What is being asked:
Find the number of lines below in which the word "brick" appears, and write that number only.

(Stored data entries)
[Start of Attachment]

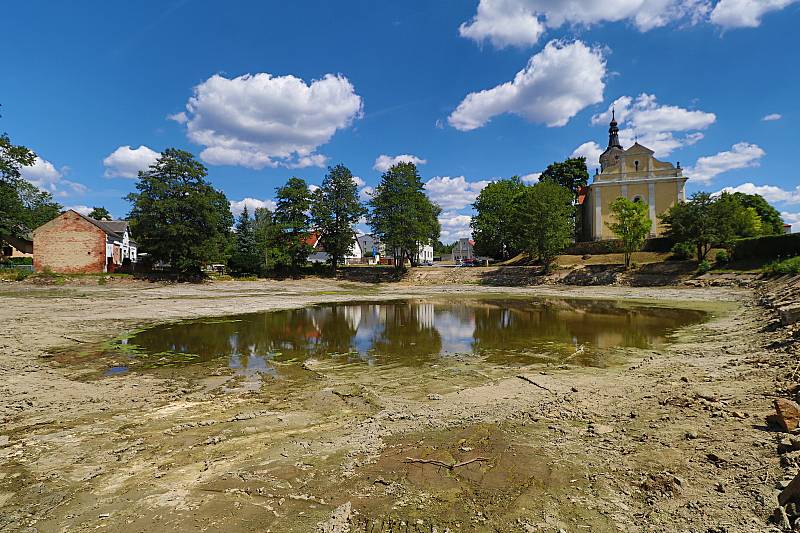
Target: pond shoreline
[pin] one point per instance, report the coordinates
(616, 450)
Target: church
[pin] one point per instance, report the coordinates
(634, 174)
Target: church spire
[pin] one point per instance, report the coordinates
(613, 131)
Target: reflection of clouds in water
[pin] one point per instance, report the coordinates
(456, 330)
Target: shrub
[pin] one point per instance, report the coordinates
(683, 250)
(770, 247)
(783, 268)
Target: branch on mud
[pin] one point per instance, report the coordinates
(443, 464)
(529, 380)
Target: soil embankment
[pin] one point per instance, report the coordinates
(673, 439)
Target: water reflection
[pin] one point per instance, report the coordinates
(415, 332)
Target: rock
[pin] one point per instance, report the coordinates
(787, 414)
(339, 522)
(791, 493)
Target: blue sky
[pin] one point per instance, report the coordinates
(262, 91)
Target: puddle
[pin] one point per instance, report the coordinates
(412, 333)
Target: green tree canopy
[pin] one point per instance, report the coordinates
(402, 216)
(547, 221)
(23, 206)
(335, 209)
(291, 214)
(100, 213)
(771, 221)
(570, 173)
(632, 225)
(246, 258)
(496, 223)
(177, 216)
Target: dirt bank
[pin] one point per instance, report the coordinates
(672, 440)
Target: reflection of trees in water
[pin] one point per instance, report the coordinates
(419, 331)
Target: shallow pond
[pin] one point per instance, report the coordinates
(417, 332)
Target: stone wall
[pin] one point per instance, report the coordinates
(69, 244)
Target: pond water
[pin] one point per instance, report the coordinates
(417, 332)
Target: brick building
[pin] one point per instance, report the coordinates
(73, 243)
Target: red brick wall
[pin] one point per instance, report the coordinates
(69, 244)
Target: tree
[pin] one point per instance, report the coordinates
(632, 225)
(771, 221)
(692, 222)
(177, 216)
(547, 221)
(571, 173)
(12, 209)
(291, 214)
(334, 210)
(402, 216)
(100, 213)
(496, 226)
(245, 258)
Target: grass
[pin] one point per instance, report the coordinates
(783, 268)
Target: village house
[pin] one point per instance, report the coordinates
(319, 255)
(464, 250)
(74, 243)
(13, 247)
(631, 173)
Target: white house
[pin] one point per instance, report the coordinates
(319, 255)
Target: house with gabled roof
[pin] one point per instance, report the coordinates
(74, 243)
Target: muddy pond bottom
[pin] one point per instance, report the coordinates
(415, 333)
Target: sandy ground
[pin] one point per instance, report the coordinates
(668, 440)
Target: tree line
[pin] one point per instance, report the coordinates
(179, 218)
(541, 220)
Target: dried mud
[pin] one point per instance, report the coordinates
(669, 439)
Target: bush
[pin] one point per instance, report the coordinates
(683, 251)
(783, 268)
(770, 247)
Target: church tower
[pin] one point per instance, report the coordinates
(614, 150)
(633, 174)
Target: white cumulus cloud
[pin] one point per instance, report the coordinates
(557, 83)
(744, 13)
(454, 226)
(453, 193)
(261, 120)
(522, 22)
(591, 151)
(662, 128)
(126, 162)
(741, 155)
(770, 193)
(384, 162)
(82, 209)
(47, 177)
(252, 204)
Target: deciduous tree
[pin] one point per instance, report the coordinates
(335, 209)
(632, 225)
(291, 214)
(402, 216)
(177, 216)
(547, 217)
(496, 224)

[End of Attachment]

Exercise response:
2